## PROBLEM STATEMENT
Arrange every line of the records below as a JSON list of strings, one string per line, with blank lines omitted. Leave the pictures out.

Coordinate labeling data:
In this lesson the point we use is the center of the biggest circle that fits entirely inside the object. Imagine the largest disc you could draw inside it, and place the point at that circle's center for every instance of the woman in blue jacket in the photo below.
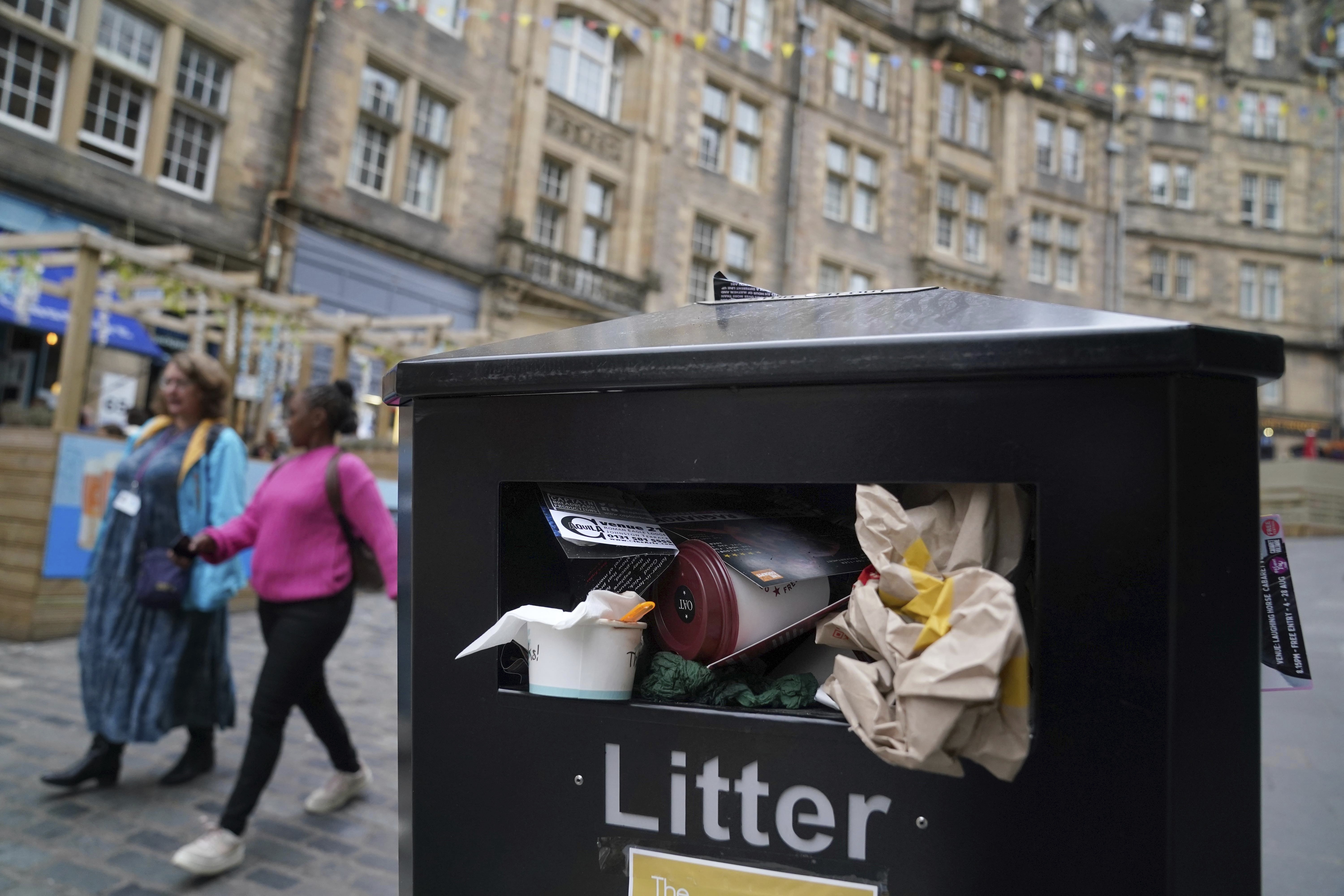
(147, 670)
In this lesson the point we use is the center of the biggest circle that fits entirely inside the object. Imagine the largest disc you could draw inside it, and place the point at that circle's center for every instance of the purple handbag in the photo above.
(162, 584)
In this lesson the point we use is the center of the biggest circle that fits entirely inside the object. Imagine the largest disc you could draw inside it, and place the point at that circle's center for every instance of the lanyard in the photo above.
(144, 465)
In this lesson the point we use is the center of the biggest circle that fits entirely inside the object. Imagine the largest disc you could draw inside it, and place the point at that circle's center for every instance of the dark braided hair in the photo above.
(338, 400)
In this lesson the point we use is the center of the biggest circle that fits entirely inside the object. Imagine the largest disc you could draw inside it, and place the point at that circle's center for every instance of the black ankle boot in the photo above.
(197, 761)
(103, 762)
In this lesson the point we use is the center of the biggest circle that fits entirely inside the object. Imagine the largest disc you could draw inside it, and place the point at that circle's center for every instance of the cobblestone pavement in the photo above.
(119, 840)
(1302, 739)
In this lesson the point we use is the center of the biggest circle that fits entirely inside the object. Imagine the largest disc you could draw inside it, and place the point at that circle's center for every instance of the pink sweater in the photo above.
(300, 551)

## TASK SOLUTION
[
  "In this lesson the point we use is the center of the biggest circle that fits entirely inside the object. Imagine the largest disc you could draw inside it, and place the point at that circle's center for every instance of the woman in blue jacket in the photo below.",
  "(147, 670)",
  "In this lesson the point we use is the center of the biggest circle that fits entirely inside the object. Imagine the largest disc you could draw inside it, and place the point at that circle's center for every instance of the purple handbag in the photo above.",
  "(162, 584)",
  "In this lesson the point we use is the center of the biggest circle that fits entirely inside the object. Imagine the largest disc you could draw inside it, and place the point at that circle's center for every instance of the lanyard in the photo above.",
  "(144, 465)",
  "In this lesson the point we use is the center of the biggest circle that fits entirely inside the object. Imagine the largest disc you could draw inside it, and place the point at that circle's center for every instance of the dark braided hair in the photo above.",
  "(338, 400)",
  "In this lesson the point we use is the center of the biggest circle that fits entirely inside the object. Imagine the largest disc you could draw inside it, and place the point at that circle's center for every instance of the black ankle boot in the photo above.",
  "(197, 761)",
  "(103, 762)",
  "In this lesson the point we use is the center of the biggest circle that fits entirely inside the object. Imagine the largest disc you could draw inside it, and place the point at that circle's center for every instance of the cobblestone pavement in the photo above.",
  "(119, 840)",
  "(1302, 739)",
  "In this lesson the point we use is the center of the biggest circle that fits entirely inside the object. Imagine the largest disc you could draw inside it, and place the point at that circle's center for every instance of the pink sweater in the photo above.",
  "(300, 551)"
]